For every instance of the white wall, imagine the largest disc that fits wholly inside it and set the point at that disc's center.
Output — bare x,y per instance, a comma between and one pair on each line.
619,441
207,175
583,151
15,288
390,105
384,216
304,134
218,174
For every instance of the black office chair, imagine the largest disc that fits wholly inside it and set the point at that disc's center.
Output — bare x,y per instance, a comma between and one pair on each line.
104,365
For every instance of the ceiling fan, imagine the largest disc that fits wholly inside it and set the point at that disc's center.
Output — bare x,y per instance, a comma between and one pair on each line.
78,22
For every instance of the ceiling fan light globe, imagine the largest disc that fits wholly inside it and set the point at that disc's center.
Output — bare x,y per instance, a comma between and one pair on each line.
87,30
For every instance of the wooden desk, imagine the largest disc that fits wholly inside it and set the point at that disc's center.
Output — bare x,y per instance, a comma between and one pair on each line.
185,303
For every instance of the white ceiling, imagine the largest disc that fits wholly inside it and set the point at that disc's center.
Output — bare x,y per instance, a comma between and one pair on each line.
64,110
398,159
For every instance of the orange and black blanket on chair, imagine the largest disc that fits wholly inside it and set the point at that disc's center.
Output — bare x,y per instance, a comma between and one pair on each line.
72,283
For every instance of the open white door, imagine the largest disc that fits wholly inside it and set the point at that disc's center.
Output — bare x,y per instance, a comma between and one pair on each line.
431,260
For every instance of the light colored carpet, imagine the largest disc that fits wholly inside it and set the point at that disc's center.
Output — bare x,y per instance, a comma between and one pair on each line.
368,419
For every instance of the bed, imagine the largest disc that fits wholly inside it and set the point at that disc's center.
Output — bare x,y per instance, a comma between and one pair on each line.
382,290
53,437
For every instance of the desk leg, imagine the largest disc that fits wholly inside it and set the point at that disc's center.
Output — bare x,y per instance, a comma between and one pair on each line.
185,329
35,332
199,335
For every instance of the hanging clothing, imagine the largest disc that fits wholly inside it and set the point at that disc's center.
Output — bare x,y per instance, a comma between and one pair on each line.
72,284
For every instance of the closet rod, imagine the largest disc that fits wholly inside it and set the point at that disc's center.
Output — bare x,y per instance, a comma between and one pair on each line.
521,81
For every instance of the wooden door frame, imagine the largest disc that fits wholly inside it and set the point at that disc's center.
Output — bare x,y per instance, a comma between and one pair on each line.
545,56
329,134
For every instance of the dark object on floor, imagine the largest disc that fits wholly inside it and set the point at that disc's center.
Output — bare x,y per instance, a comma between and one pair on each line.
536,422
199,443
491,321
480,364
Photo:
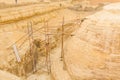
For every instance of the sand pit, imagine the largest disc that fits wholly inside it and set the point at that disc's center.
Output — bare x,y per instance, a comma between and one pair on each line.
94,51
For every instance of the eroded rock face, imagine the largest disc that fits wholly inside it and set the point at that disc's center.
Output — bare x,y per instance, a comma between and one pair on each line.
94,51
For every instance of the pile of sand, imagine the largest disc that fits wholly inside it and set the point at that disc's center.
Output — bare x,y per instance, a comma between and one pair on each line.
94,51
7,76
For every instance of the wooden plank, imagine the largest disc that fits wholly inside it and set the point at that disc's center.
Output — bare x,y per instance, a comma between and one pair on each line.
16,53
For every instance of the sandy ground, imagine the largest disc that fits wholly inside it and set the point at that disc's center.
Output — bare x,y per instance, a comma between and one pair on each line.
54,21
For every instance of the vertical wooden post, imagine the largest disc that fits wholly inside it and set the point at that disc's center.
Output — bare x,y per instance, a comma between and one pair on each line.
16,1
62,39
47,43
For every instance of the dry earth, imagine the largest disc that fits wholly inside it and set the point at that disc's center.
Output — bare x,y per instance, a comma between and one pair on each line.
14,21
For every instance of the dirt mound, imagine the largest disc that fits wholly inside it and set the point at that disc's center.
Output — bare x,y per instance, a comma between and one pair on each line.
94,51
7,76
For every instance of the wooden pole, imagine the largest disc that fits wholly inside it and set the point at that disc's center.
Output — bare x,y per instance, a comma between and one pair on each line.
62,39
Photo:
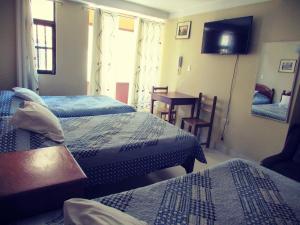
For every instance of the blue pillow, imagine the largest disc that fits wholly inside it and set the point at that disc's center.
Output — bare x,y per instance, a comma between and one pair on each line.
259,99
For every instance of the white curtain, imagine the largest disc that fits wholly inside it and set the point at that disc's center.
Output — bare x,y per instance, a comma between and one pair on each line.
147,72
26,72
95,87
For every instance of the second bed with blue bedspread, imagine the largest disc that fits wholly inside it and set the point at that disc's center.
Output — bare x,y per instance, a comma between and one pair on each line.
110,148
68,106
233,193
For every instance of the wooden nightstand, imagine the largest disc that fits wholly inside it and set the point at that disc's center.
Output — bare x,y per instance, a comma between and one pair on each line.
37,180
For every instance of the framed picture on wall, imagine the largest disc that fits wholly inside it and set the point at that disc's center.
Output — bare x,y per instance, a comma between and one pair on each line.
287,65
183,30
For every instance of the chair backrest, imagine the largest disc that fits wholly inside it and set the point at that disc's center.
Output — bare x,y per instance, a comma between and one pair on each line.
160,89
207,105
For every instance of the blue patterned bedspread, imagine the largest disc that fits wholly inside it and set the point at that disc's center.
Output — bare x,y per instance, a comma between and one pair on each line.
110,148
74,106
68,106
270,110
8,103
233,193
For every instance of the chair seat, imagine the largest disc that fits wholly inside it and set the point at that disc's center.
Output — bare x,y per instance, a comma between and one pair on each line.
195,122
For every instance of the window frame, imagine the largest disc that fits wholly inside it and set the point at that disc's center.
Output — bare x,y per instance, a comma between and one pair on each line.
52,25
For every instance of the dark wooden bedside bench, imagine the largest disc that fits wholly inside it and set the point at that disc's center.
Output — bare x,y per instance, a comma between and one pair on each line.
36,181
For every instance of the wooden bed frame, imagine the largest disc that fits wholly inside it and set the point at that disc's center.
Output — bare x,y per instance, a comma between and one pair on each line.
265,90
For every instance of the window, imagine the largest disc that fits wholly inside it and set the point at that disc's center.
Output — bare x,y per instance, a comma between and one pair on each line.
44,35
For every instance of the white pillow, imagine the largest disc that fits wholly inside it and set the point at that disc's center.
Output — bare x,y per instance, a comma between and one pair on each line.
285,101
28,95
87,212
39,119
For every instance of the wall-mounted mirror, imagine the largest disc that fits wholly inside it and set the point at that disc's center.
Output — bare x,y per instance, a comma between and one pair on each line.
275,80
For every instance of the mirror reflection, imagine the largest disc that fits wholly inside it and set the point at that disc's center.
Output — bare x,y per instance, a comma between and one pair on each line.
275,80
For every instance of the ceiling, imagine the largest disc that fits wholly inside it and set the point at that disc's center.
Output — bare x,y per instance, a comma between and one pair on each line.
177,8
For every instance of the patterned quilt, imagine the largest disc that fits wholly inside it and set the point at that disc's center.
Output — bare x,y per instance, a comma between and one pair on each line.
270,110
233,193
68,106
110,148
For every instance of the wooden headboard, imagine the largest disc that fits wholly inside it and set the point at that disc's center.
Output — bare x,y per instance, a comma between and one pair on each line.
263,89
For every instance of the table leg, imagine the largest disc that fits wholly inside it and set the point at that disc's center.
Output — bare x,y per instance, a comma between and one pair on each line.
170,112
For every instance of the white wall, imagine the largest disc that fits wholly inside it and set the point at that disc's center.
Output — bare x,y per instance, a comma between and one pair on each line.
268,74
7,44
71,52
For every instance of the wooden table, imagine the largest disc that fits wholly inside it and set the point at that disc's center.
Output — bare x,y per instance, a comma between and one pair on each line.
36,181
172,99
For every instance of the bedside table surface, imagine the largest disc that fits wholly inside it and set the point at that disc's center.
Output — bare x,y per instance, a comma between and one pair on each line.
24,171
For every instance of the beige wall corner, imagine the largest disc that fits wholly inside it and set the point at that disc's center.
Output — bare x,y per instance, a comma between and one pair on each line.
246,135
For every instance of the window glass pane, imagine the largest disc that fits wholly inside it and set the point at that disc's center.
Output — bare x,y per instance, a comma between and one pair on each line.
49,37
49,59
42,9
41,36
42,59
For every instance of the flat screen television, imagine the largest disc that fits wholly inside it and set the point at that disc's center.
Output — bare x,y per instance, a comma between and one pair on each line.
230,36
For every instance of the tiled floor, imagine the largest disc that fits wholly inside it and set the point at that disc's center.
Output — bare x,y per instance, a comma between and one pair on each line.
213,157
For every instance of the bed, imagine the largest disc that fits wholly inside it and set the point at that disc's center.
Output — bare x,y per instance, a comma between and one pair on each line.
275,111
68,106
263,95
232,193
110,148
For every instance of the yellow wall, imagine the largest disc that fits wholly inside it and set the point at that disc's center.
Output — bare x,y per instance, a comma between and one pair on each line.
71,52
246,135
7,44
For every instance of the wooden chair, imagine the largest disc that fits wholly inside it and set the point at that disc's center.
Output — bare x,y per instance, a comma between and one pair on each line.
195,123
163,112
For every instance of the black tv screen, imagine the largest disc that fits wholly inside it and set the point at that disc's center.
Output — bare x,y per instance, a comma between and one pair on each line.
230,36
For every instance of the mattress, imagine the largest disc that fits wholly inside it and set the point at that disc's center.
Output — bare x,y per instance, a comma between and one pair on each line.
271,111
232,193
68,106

▶ Required work:
Repeat exactly, and only, the lines from the line containing "For every instance of the wooden chair, imagine" through the last line of the records above, both included.

▶ Response to this exercise:
For every instance of the wooden chair, imagine the largest disc that fits wholly inside it and set the point at that disc's center.
Output — bare x,y per instance, a comma between and one pair on each line.
195,123
163,112
For every instance of the black tv screen, imagine the largest disc that fits wholly inside it and set the point at that disc's center.
Output — bare x,y per instance, a comma between and one pair on each line.
230,36
For every instance of the mattress, imagine the largest disc that fits wholly inside it and set the point at that disc's center.
Output — bare x,y per instance, a comma between and one pair on each line.
271,111
232,193
68,106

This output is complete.